- **PROBLEM STATEMENT**: Repeat the lines beginning at the one with "Category: woman's face." and running to the end of the material, keeping the first and last of them, exactly as they appear.

-- THE INPUT start --

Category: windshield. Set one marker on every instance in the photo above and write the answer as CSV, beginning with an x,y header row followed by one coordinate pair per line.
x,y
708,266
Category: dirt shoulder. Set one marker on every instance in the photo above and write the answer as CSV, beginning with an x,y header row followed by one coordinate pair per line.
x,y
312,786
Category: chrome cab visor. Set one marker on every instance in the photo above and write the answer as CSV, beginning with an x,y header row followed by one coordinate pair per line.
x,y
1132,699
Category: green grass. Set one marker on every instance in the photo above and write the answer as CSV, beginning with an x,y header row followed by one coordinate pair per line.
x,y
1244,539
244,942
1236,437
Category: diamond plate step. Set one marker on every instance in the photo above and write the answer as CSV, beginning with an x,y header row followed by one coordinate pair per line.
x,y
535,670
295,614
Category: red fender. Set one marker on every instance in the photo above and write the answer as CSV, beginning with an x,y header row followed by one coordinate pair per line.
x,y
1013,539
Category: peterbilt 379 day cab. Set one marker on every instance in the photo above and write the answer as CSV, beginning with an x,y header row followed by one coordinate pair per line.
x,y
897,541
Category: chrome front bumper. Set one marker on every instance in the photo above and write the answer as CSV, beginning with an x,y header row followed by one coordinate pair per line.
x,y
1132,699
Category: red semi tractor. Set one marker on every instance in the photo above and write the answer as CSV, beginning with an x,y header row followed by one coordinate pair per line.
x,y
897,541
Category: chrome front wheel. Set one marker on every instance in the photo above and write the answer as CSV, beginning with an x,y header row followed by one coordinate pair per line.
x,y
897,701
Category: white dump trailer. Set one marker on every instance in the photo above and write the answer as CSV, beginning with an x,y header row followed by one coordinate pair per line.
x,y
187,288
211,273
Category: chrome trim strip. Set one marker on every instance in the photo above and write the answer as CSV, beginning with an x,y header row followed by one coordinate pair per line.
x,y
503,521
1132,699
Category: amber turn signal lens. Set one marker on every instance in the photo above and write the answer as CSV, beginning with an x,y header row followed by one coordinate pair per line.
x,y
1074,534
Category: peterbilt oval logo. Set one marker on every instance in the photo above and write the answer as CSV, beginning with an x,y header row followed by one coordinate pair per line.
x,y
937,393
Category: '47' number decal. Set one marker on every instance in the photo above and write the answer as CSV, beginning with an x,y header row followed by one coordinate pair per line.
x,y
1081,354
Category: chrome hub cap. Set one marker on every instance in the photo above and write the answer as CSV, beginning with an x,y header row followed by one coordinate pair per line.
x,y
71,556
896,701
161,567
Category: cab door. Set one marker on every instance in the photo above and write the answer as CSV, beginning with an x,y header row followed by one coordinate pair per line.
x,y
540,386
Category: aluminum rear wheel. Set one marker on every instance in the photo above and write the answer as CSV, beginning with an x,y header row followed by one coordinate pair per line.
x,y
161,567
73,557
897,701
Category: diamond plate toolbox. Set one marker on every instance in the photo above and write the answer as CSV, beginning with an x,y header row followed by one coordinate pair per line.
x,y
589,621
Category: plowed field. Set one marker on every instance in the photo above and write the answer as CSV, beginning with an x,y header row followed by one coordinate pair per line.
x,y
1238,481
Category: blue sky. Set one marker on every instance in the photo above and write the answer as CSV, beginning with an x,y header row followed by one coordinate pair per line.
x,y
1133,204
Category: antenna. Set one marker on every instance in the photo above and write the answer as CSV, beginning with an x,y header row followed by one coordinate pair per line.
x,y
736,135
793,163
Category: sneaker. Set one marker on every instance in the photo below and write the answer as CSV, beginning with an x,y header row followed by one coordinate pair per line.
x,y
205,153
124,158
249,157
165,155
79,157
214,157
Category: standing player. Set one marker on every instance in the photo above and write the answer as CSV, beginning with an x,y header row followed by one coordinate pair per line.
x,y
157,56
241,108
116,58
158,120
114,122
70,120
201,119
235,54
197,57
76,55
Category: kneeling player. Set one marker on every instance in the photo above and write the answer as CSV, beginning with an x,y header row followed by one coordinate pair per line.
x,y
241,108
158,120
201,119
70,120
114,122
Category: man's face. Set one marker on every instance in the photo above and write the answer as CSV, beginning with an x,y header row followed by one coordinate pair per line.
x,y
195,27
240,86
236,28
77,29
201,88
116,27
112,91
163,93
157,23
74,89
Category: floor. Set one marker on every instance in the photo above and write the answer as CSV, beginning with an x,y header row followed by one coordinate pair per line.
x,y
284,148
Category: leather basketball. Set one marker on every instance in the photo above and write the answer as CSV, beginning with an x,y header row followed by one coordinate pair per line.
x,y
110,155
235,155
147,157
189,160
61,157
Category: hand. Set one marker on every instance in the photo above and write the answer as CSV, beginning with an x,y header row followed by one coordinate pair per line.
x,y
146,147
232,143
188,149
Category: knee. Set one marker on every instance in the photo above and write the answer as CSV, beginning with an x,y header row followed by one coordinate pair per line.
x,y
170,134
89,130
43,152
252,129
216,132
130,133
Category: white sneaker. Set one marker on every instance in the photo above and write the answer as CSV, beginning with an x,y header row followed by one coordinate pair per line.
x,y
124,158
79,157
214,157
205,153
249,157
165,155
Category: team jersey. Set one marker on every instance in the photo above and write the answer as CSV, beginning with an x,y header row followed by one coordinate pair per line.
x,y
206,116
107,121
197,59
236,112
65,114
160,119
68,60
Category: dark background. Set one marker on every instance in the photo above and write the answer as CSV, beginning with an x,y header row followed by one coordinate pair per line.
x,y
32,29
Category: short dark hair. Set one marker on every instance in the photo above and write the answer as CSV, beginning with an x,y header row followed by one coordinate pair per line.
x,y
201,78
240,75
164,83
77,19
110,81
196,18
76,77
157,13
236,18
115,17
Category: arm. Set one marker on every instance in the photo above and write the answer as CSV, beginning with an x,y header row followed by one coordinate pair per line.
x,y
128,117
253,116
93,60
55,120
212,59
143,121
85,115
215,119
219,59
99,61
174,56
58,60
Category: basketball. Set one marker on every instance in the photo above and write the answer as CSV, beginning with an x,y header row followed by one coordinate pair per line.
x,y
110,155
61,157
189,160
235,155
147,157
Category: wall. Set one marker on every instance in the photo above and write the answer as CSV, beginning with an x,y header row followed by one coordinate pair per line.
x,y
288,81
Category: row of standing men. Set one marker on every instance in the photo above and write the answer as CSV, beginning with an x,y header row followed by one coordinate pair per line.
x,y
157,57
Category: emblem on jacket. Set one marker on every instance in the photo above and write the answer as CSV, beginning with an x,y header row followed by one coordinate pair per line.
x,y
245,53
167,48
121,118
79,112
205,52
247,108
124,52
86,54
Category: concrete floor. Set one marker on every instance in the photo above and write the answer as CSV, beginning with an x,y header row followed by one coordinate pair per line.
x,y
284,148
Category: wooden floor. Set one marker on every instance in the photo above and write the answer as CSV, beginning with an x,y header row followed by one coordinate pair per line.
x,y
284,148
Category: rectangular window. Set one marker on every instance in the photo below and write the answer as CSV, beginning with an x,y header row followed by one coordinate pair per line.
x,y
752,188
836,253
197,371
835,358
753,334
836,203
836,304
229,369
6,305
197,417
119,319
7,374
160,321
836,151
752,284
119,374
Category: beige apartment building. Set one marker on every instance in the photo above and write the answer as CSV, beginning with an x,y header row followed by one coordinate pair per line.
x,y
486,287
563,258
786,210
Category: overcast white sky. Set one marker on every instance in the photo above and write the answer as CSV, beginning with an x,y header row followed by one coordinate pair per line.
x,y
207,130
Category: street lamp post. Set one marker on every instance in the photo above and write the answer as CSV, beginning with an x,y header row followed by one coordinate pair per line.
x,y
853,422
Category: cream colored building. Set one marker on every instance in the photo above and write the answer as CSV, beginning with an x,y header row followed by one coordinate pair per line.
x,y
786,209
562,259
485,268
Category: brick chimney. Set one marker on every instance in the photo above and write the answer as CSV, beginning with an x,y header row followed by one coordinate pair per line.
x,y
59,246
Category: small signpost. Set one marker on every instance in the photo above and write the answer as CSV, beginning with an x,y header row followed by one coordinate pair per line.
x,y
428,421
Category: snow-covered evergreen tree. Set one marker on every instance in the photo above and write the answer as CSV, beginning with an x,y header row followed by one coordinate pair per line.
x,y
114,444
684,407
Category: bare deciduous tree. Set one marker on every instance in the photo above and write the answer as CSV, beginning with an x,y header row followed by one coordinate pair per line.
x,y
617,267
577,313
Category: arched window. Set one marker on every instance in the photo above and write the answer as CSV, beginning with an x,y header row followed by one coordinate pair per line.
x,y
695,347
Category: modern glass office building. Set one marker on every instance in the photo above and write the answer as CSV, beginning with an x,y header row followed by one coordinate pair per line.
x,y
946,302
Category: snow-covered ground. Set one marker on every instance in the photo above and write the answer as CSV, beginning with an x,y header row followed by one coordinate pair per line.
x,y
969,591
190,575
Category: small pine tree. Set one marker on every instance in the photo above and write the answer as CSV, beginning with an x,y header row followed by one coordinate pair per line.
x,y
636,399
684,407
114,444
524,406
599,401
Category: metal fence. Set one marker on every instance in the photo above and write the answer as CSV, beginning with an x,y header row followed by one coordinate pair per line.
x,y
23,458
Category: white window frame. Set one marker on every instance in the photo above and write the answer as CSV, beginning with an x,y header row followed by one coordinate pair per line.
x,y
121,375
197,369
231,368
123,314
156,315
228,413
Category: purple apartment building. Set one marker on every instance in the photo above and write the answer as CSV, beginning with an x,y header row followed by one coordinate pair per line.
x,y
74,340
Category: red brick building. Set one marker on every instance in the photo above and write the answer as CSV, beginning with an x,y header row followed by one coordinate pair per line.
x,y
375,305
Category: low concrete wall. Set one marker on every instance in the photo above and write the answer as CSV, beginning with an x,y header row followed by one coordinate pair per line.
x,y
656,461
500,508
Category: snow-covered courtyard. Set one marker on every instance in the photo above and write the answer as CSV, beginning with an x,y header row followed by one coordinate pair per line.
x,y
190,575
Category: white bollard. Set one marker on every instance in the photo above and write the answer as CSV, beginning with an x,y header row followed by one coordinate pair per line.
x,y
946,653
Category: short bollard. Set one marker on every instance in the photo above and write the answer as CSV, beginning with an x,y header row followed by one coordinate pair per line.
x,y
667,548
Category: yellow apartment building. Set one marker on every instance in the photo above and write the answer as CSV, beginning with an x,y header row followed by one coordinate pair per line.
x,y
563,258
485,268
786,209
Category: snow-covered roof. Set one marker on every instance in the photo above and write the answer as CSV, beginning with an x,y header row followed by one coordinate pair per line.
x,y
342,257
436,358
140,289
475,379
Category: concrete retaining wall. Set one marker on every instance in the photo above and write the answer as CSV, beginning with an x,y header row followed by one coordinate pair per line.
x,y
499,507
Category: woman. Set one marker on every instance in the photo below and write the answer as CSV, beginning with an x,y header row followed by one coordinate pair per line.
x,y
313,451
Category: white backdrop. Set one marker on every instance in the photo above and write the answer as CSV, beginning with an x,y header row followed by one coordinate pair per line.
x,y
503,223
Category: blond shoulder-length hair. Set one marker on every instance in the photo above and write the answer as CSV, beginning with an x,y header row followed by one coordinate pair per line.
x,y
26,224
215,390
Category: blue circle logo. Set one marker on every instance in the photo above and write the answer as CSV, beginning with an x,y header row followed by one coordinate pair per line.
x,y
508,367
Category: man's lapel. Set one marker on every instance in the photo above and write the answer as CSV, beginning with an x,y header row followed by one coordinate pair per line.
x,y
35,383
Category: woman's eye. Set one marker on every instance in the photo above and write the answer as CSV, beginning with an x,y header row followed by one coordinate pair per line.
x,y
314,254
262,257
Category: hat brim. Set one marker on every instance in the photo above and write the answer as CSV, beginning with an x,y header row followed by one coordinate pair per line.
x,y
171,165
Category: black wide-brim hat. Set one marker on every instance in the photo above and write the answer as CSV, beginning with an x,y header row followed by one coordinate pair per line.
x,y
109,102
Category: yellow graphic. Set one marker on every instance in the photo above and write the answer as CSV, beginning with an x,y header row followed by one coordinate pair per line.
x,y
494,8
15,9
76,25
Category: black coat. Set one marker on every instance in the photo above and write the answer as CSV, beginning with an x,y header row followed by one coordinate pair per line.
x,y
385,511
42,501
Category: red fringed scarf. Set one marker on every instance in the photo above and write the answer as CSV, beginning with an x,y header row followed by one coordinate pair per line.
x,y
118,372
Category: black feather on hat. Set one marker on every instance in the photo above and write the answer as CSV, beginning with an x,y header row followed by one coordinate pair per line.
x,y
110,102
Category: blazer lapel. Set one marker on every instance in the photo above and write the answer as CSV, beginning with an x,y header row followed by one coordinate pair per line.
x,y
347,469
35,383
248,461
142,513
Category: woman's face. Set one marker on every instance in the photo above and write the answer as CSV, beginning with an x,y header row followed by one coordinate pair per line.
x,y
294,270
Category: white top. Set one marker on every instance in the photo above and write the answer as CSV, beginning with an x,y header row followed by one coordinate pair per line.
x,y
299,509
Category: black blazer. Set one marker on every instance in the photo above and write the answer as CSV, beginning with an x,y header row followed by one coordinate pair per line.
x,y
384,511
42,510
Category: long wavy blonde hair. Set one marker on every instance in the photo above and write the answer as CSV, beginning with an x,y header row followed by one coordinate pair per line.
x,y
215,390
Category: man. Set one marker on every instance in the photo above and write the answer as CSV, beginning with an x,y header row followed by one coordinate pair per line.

-- THE INPUT end --

- **RESPONSE BELOW**:
Category: woman's face. Set one marker on every instance in the photo above and write the answer as CSV, beginning with an x,y header row followed by one coordinate pair per line.
x,y
294,270
Category: white top. Set one marker on every instance in the photo above and write the answer as CSV, beginning with an x,y header row followed by one coordinate pair per line.
x,y
299,509
Category: black blazer. Set one marker on every instance in the photo above and write the answer as CSV, beginning with an x,y header row followed by one coordinate pair per line.
x,y
384,511
42,510
Category: long wavy blonde hair. Set one marker on every instance in the photo above and write the answer as CSV, beginning with an x,y header row followed by one coordinate pair per line.
x,y
215,390
Category: man. Set one marker on every instance in the photo above and write the answer as CSV, beginning with an x,y header row followed by one coordinate pair per line.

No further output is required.